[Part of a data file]
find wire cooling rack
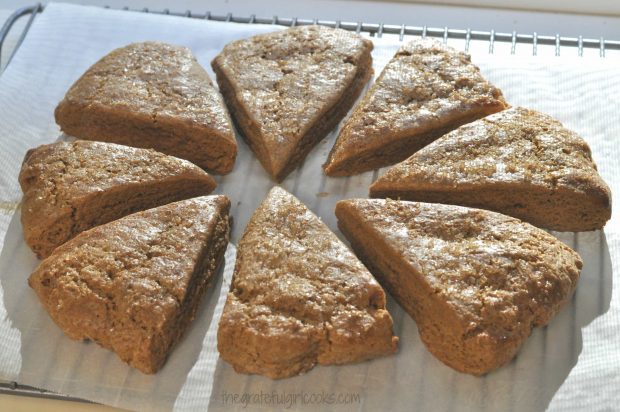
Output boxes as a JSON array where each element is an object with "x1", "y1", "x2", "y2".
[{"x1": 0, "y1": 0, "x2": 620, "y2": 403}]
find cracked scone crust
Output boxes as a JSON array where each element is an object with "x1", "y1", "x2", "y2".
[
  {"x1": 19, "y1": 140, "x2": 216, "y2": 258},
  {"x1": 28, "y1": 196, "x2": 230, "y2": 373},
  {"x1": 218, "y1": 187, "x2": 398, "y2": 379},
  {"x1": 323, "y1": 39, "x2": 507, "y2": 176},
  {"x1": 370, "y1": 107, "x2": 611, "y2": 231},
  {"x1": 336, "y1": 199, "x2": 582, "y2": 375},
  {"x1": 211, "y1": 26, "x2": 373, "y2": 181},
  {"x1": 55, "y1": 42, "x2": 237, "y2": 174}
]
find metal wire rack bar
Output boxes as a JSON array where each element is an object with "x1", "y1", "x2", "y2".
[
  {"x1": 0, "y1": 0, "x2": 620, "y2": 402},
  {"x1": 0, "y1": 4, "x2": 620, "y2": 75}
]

...

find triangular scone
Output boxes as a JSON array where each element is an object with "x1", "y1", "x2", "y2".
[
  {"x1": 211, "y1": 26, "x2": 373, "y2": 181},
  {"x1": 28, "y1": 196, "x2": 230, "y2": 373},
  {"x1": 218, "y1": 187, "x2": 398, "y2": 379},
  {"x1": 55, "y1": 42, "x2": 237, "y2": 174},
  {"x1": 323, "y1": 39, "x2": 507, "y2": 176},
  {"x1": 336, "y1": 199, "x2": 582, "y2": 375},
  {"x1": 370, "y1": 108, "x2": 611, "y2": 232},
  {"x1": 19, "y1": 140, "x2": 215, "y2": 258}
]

==

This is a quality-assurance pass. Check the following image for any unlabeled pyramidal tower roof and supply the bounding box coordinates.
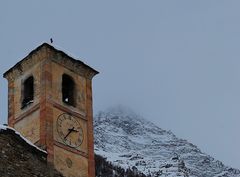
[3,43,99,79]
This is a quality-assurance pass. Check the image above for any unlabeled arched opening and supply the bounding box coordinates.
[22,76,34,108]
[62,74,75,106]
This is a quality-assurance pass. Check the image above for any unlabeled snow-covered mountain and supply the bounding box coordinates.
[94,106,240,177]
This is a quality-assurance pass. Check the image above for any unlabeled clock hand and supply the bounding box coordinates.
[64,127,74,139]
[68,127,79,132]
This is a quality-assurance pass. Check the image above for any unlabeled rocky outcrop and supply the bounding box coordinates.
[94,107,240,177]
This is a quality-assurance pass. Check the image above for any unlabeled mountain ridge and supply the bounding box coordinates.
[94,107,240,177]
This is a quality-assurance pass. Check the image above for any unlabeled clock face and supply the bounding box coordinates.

> Exercise aim: Rewrite the lines from the one containing "hand and supply the bounding box coordinates." up to and including the one containing "face and supply the bounding box coordinates.", changing "unlabeled" to "unmarked" and keeping everything else the same.

> The response:
This is a quality-assurance pass. Check the image above for any unmarked clock hand and supply the bounding box coordinates.
[64,127,74,139]
[68,127,79,132]
This is a quality-assurance pass. Check the image above for any unmarked rocky outcrop and supply the bounding box coordinates.
[94,107,240,177]
This is a quality-assurance pass. Check the image above for any unmarked mountain ridge and supply the bounding box coordinates.
[94,107,240,177]
This is a quality-assurance pass. Check the image above for any unmarked clock face and supply the bounding box coordinates.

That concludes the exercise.